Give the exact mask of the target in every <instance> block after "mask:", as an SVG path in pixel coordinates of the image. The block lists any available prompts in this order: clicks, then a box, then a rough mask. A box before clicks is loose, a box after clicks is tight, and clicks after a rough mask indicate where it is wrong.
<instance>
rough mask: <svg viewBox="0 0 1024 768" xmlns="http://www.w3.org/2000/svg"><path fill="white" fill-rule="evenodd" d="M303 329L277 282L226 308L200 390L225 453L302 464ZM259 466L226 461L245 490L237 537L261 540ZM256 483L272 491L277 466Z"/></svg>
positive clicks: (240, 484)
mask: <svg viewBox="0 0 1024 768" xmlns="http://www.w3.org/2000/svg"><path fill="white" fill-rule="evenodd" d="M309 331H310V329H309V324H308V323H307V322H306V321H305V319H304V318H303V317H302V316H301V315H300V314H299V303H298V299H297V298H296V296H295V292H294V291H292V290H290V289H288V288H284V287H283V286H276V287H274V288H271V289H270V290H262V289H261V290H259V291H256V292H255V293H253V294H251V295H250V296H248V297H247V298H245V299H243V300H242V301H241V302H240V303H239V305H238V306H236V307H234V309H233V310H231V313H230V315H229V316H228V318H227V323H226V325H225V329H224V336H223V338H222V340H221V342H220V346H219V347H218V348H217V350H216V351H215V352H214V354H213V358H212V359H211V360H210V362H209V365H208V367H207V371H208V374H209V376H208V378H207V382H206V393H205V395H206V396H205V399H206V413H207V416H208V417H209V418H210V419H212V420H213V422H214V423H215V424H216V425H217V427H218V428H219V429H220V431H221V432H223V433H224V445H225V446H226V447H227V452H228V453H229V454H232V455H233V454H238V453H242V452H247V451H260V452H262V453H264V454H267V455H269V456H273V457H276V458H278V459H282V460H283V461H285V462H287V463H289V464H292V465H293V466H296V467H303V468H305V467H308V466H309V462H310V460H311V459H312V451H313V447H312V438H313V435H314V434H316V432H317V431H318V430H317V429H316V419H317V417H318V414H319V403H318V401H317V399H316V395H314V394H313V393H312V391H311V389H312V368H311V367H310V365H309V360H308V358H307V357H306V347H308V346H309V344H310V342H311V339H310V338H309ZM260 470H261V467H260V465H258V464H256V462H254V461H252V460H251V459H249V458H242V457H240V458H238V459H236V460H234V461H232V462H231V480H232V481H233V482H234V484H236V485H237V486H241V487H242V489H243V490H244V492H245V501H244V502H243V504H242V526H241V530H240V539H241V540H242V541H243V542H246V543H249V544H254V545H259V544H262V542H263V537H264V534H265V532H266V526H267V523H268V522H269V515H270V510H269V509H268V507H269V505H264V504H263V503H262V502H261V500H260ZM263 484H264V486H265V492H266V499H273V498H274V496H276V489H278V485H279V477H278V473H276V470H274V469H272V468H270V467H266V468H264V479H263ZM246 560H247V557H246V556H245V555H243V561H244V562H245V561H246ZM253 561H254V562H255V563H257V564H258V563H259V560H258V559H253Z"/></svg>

▶ _EXERCISE AIM_
Update the records by replacing "rough mask" with "coarse mask" wherever it appears, and leave everything else unchanged.

▶ _TASK OUTPUT_
Give the exact mask of the target in every <instance> block after "mask:", as an SVG path in pixel coordinates of the image. The block lists any available prompts in this order: clicks, then a box, then a coarse mask. A box before clicks is loose, a box after clicks is tight, and clicks after a coarse mask indicate where it is wrong.
<instance>
coarse mask: <svg viewBox="0 0 1024 768" xmlns="http://www.w3.org/2000/svg"><path fill="white" fill-rule="evenodd" d="M303 329L277 282L226 308L200 390L225 453L302 464ZM259 466L226 461L245 490L237 537L261 540ZM256 483L272 491L277 466Z"/></svg>
positive clicks: (240, 484)
mask: <svg viewBox="0 0 1024 768" xmlns="http://www.w3.org/2000/svg"><path fill="white" fill-rule="evenodd" d="M309 331H310V329H309V324H308V323H307V322H306V321H305V319H304V318H303V317H302V316H301V315H300V314H299V303H298V299H297V298H296V296H295V292H294V291H292V290H290V289H288V288H284V287H283V286H276V287H274V288H271V289H270V290H262V289H261V290H259V291H256V292H255V293H253V294H251V295H250V296H248V297H247V298H245V299H243V300H242V301H241V302H240V303H239V305H238V306H236V307H234V309H233V310H231V313H230V315H229V316H228V318H227V323H226V325H225V329H224V336H223V338H222V340H221V342H220V346H219V347H218V348H217V350H216V351H215V352H214V354H213V358H212V359H211V360H210V362H209V365H208V367H207V371H208V374H209V376H208V378H207V382H206V393H205V395H206V396H205V399H206V413H207V416H208V417H209V418H210V419H212V420H213V422H214V423H215V424H216V425H217V427H218V428H219V429H220V431H221V432H223V433H224V445H225V446H226V447H227V452H228V453H229V454H232V455H233V454H238V453H242V452H247V451H260V452H262V453H264V454H267V455H269V456H273V457H276V458H278V459H282V460H283V461H285V462H287V463H289V464H292V465H293V466H296V467H303V468H305V467H308V466H309V462H310V460H311V459H312V451H313V447H312V438H313V435H314V434H316V432H317V431H318V430H317V429H316V419H317V417H318V414H319V403H318V401H317V399H316V395H314V394H313V393H312V391H311V389H312V368H311V367H310V365H309V360H308V358H307V357H306V347H308V346H309V344H310V342H311V339H310V338H309ZM260 470H261V467H260V465H258V464H256V462H254V461H252V460H251V459H249V458H242V457H240V458H238V459H236V460H234V461H232V462H231V480H232V481H233V482H234V484H236V485H237V486H241V487H242V489H243V490H244V492H245V501H244V502H243V504H242V526H241V530H240V539H241V540H242V541H243V542H246V543H249V544H254V545H259V544H262V542H263V537H264V534H265V532H266V526H267V523H268V522H269V515H270V510H269V509H268V507H269V505H264V504H263V503H262V502H261V500H260ZM263 484H264V486H265V492H266V499H273V498H274V496H276V489H278V485H279V477H278V473H276V470H274V469H272V468H270V467H266V468H264V479H263ZM246 560H247V557H246V556H245V555H243V561H244V562H245V561H246ZM253 561H254V562H255V563H257V564H258V563H259V560H258V559H253Z"/></svg>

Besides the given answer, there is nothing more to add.